Travail demandé
Reproduisez intégralement, sans aucune modification, l'article ci-dessous sur la présentation du Call of Duty de 2017.

A l’heure où les leaks dictent leurs lois, faussant en grande partie les plans marketing des éditeurs, il était amusant de débarquer dans cet hôtel londonien où Activision avait convié une partie de la presse européenne. Et pour cause, Michael Condrey et Glen Schofield, les deux fondateurs du studio Sledgehammer Games, avaient fait le déplacement depuis San Francisco pour dévoiler, en personne, le prochain Call of Duty cuvée 2017. « Here we are, World War 2. Big surprise ! » (Et voilà, la Seconde Guerre Mondiale. Grosse surprise !) C’est par ces mots que journalistes français et hollandais furent accueillis dans cette suite tapissée des posters officiels du jeu. Quelques secondes nous ont suffi pour reconnaître les artworks du steelbook qui avaient fuité quelques semaines plus tôt, et se dire que le retour aux sources pour la licence est donc une réalité. Plus de 11 ans que Call of Duty avait rangé ses Thompson et ses Luger pour des armes plus futuristes. Une éternité dans le jeu vidéo, surtout pour une licence qui s’est rapidement annualisée et qui peut aujourd’hui compter sur la présence et le talent de trois studios pour faire prospérer le business, à savoir Infinity Ward, Treyarch et Sledgehammer Games.

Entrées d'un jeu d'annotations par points

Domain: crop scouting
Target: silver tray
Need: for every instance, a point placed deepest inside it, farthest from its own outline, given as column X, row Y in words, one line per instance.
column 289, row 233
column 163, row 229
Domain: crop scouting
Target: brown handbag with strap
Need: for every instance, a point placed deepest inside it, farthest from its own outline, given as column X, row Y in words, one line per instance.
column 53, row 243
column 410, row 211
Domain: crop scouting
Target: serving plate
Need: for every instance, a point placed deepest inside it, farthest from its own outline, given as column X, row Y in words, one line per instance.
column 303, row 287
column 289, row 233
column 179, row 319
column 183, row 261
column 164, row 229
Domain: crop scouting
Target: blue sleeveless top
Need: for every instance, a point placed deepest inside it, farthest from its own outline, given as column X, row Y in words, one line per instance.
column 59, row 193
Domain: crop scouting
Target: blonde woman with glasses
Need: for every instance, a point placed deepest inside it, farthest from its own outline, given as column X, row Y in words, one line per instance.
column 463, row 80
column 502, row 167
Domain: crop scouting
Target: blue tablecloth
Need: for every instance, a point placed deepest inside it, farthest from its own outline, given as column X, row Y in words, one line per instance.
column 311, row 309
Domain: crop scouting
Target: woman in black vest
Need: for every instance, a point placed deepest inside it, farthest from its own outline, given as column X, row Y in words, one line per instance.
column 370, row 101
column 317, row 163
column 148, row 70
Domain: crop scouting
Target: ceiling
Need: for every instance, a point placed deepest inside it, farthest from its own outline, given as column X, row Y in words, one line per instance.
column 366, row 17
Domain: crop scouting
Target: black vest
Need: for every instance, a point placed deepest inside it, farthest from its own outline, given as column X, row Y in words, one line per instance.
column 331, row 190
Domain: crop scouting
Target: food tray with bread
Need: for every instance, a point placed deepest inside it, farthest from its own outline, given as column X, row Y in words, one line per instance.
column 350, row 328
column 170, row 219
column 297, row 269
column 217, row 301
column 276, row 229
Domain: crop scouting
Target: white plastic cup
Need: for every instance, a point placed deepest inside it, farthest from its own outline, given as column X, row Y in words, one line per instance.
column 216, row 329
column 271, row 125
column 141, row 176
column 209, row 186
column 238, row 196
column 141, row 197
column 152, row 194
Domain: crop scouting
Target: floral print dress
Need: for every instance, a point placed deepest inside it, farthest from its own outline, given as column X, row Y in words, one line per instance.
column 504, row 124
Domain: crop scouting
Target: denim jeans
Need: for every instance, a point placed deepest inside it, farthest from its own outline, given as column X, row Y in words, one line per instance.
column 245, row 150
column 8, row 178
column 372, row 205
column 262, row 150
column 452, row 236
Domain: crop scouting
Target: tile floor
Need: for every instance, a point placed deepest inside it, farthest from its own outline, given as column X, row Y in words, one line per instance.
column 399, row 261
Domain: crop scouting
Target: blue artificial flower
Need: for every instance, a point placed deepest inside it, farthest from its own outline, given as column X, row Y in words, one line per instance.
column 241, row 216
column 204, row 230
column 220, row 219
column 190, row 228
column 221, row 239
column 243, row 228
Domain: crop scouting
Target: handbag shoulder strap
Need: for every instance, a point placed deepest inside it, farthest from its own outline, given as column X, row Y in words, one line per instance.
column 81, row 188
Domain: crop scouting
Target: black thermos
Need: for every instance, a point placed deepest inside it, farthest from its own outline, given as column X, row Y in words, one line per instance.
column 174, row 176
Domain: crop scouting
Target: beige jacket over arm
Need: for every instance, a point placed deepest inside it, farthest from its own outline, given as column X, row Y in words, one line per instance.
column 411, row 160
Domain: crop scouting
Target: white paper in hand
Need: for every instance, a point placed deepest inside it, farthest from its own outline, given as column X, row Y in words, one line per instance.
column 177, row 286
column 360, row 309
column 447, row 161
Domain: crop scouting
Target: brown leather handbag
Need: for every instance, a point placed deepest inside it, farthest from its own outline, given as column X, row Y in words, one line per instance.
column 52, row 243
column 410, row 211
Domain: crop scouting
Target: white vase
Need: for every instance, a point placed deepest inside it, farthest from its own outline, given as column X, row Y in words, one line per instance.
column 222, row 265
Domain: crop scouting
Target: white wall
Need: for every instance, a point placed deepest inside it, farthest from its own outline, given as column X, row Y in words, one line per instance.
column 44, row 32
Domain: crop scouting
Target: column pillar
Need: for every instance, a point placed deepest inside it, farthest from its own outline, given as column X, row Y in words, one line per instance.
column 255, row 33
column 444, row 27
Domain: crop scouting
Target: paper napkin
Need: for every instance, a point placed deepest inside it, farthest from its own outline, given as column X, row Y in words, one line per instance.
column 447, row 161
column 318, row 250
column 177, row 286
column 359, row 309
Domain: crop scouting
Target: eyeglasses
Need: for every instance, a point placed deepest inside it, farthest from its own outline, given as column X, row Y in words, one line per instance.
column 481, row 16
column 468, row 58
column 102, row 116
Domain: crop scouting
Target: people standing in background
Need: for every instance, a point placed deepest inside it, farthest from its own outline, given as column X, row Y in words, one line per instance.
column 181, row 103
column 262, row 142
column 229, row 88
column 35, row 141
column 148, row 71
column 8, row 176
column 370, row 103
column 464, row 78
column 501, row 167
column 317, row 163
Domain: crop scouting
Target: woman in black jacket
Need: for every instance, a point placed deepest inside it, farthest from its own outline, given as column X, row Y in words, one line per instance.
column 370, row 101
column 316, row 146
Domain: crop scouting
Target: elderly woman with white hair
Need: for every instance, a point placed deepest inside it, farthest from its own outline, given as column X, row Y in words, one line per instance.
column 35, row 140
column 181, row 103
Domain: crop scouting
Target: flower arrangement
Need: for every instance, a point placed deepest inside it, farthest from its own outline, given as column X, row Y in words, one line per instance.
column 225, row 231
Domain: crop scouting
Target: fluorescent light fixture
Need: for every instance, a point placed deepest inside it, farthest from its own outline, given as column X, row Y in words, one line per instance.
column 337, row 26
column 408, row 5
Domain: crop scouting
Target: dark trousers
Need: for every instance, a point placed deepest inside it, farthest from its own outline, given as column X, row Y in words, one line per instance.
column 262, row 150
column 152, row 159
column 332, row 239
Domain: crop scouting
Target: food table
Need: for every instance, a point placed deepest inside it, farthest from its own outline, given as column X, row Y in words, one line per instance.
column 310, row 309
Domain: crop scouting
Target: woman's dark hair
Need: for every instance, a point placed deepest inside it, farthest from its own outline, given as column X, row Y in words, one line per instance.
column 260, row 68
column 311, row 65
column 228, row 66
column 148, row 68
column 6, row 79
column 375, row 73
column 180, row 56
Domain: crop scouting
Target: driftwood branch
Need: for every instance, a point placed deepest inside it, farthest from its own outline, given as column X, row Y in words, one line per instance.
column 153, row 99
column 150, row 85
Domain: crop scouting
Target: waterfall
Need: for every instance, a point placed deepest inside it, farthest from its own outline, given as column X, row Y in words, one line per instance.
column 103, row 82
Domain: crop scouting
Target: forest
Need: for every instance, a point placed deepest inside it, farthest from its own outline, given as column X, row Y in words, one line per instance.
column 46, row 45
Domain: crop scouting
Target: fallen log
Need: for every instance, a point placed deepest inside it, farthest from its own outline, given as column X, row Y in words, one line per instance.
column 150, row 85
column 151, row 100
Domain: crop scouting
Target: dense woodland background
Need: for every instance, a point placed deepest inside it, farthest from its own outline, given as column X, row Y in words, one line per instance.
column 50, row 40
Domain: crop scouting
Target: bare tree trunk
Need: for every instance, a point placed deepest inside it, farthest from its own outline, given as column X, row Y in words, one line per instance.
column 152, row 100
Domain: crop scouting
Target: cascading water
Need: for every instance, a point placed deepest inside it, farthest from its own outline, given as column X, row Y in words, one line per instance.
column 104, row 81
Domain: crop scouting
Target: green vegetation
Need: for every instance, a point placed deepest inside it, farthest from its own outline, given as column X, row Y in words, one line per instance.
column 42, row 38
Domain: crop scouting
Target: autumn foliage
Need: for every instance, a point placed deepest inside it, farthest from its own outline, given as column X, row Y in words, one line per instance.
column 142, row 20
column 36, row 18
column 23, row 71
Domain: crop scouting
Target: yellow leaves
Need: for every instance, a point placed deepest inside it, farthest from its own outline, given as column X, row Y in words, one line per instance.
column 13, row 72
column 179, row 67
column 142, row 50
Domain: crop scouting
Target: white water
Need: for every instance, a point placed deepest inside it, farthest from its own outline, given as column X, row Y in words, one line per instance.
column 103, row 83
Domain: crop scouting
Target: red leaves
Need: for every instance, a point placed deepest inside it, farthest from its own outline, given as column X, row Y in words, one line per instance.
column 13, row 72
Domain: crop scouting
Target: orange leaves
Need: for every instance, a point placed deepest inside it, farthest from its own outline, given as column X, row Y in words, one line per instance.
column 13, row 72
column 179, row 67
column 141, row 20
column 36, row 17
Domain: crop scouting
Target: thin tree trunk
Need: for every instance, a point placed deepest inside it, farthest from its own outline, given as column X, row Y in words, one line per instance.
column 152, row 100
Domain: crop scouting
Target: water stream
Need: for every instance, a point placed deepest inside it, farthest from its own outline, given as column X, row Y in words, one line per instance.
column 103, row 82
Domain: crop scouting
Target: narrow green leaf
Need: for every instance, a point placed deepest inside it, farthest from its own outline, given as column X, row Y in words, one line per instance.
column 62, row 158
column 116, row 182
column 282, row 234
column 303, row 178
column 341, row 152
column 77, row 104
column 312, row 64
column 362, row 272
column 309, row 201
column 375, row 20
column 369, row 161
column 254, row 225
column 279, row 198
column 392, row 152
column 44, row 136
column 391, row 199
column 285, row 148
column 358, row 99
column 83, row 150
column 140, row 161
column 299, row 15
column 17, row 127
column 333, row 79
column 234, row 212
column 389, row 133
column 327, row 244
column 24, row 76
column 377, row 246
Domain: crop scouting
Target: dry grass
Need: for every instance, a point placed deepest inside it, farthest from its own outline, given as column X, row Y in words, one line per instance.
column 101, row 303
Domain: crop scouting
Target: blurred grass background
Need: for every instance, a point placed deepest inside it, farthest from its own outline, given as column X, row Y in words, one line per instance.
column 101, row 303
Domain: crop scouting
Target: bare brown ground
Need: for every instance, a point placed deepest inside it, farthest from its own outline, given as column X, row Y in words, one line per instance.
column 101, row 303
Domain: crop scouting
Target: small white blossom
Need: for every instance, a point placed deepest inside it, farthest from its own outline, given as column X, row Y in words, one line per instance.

Corrigé rédigé
A l’heure où les leaks dictent leurs lois, faussant en grande partie les plans marketing des éditeurs, il était amusant de débarquer dans cet hôtel londonien où Activision avait convié une partie de la presse européenne. Et pour cause, Michael Condrey et Glen Schofield, les deux fondateurs du studio Sledgehammer Games, avaient fait le déplacement depuis San Francisco pour dévoiler, en personne, le prochain Call of Duty cuvée 2017. « Here we are, World War 2. Big surprise ! » (Et voilà, la Seconde Guerre Mondiale. Grosse surprise !) C’est par ces mots que journalistes français et hollandais furent accueillis dans cette suite tapissée des posters officiels du jeu. Quelques secondes nous ont suffi pour reconnaître les artworks du steelbook qui avaient fuité quelques semaines plus tôt, et se dire que le retour aux sources pour la licence est donc une réalité. Plus de 11 ans que Call of Duty avait rangé ses Thompson et ses Luger pour des armes plus futuristes. Une éternité dans le jeu vidéo, surtout pour une licence qui s’est rapidement annualisée et qui peut aujourd’hui compter sur la présence et le talent de trois studios pour faire prospérer le business, à savoir Infinity Ward, Treyarch et Sledgehammer Games.